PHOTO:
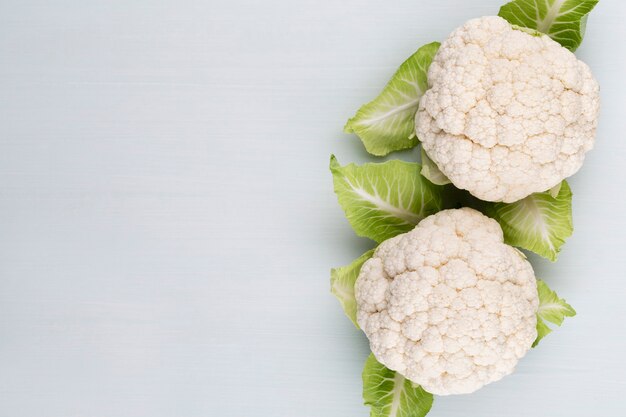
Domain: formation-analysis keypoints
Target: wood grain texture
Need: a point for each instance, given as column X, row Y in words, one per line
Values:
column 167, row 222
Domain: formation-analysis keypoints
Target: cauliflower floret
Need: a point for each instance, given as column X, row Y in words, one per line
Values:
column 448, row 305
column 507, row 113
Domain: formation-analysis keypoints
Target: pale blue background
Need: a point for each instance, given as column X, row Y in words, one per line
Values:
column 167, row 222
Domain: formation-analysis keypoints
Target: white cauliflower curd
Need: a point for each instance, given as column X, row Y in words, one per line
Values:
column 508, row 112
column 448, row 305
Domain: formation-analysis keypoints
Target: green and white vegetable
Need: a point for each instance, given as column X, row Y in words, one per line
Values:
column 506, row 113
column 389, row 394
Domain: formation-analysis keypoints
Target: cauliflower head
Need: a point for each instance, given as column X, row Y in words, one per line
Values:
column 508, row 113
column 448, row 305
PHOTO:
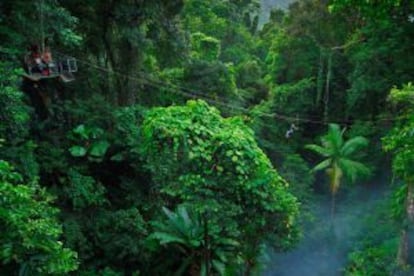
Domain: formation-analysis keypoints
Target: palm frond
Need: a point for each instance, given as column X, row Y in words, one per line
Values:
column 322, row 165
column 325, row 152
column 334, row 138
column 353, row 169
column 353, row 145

○ ○ ○

**REQUIREMENT**
Print the records above exactly, minus pictures.

**ANSWER FOR THIS EXERCISE**
PHOTO:
Domain: formation-analysis keypoints
Target: wood grain texture
Need: a point for each instance, given as column X, row Y in words, one per line
Values:
column 167, row 222
Domain: formation-analysis keypoints
Target: cauliflower floret
Need: a point for each instance, given as column X, row Y in words, one per line
Values:
column 448, row 305
column 507, row 113
Domain: formation-analysis keypoints
Target: pale blue background
Need: a point for each instance, given as column X, row Y in words, one per line
Values:
column 167, row 222
Domain: formation-analysis keypoints
Target: white cauliflower curd
Need: a point for each instance, given as column X, row Y in words, one per line
Values:
column 508, row 112
column 448, row 305
Domain: formation-analysis keypoints
Target: green and white vegetable
Need: a point for each instance, given as column X, row Y in words, one per line
Values:
column 506, row 113
column 389, row 394
Domain: formation-analysis keypoints
Target: cauliflower head
Need: a point for each instance, given as column X, row Y in words, one per line
Values:
column 508, row 113
column 448, row 305
PHOTO:
Domain: formation-analysis keypoints
Target: palm frond
Need: a point for each instance, given as column X, row Y in words, one per line
Values:
column 322, row 165
column 325, row 152
column 334, row 138
column 353, row 169
column 353, row 145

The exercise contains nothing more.